## Direction
Can you reproduce each of the entries below word for word, changing nothing?

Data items
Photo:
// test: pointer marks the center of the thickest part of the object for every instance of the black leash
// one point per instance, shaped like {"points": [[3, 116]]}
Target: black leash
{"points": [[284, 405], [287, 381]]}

## Correct output
Photo:
// test: pointer marks the center of the thickest part of the object for every instance of the black leash
// one point per instance, shaped like {"points": [[3, 116]]}
Target: black leash
{"points": [[284, 405], [287, 381]]}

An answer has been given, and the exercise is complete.